Directions - All records below are to be repeated precisely, with nothing added.

Given records -
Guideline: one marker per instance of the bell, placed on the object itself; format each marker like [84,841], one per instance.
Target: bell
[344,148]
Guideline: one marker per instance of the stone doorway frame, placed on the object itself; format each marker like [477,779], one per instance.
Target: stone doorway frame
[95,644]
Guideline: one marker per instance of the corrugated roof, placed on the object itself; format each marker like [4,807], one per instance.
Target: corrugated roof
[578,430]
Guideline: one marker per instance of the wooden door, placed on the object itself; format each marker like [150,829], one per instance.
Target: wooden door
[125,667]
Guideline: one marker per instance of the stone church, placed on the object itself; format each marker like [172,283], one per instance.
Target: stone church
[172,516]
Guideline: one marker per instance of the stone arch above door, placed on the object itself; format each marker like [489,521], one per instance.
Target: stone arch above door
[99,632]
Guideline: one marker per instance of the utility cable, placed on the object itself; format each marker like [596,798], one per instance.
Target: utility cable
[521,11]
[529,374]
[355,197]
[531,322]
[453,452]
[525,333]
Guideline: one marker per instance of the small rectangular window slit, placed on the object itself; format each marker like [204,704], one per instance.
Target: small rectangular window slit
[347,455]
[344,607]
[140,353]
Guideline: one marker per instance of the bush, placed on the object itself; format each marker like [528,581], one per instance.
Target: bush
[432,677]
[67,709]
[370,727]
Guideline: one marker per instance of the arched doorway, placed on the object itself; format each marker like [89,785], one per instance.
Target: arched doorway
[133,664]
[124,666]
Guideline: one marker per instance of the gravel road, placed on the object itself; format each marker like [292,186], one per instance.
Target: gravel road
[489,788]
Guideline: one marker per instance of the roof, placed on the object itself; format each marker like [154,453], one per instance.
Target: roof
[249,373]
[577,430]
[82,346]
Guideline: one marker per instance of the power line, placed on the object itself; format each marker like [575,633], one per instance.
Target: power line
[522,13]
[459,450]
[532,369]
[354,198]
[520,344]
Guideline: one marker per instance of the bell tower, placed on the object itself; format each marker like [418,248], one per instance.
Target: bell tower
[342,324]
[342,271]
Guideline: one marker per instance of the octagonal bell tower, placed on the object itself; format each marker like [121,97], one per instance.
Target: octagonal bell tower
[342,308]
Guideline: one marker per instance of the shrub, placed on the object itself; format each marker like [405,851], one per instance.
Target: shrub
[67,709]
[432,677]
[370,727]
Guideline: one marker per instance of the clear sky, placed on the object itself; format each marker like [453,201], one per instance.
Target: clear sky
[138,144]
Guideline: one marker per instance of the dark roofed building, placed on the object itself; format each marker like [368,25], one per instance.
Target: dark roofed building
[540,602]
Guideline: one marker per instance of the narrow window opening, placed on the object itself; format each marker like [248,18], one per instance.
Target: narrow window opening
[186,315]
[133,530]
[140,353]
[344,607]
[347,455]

Output below -
Guideline: one marker per instance of the bell, placed on the object itself; format each marker like [84,841], one per instance.
Target: bell
[344,148]
Guideline: one marker per instance of the stone doorway frame, placed on the object itself; format each marker like [477,779], one per instance.
Target: stone doorway frame
[95,644]
Guideline: one marker per instance of the corrugated roof, placed on the object itself; format each marker like [4,807], one per instance.
Target: corrugated roof
[578,430]
Guideline: one marker per instance of the wooden door, placed on the object itself; format each marker like [150,829], one per instance.
Target: wooden door
[125,667]
Guideline: one marker per instance of the stone church, placed on the object itself; format each marker like [172,283], one per instance.
Target: stone church
[172,516]
Guideline: one marker per instance of the stone arch above door, placed on the object itself; format each marker like [489,521], one per instance.
Target: stone arch above door
[99,632]
Guideline: one marker per instance of the utility cable, placed on the object itself; format each marker like [596,798], one per instance.
Target: utility cable
[521,11]
[529,374]
[355,197]
[531,322]
[453,452]
[525,333]
Guideline: one marker per instance of the small rectangular window slit, placed on the object itself; format each marker like [204,704], one per instance.
Target: small rectangular window slit
[347,455]
[344,607]
[140,353]
Guideline: one marker per instance of the bush, placed on the object itself; format each marker like [528,581], one per instance.
Target: bush
[432,677]
[67,709]
[370,727]
Guideline: one marker per instance of the arched doorway, placed on the object itself; format each marker like [89,785], one per instance.
Target: arched doorway
[133,664]
[124,666]
Guideline: one marker per instance of the gravel road, placed on the object itself; format each marker like [292,186], one per instance.
Target: gravel road
[489,788]
Guideline: one marker per instance of the roof, placed on the object itself; format each marker like [154,453], one per instance.
Target: roof
[249,373]
[577,430]
[82,346]
Guideline: one marker per instance of the power line, placed on the object itself; format each marker like [575,633], one per instance.
Target: power line
[522,13]
[459,450]
[532,369]
[354,198]
[520,344]
Guideline: one marker per instance of the bell tower, placed on the object itself; format each marker like [418,248], one per instance.
Target: bell tower
[342,324]
[342,271]
Guideline: one marker per instance of the octagonal bell tower, placed on the object itself; format each marker like [121,97], one per instance.
Target: octagonal bell tower
[342,308]
Guideline: one marker per instance of the shrub, placed on the object itself; format each marker like [405,851], one per instance.
Target: shrub
[67,709]
[432,677]
[370,727]
Guideline: one marker per instance of the clear sky, placed on the object itself; format each marker like [453,201], one per instance.
Target: clear sky
[138,144]
Guideline: one marker per instance of the dark roofed building, placed on the object itself; format each marker like [368,25], one per instance.
Target: dark roofed building
[540,602]
Guideline: one marker per instance of the narrow window opening, placed on the object itself; format each marker like [248,18], one per instance.
Target: narrow window opening
[186,315]
[133,530]
[140,353]
[344,607]
[347,455]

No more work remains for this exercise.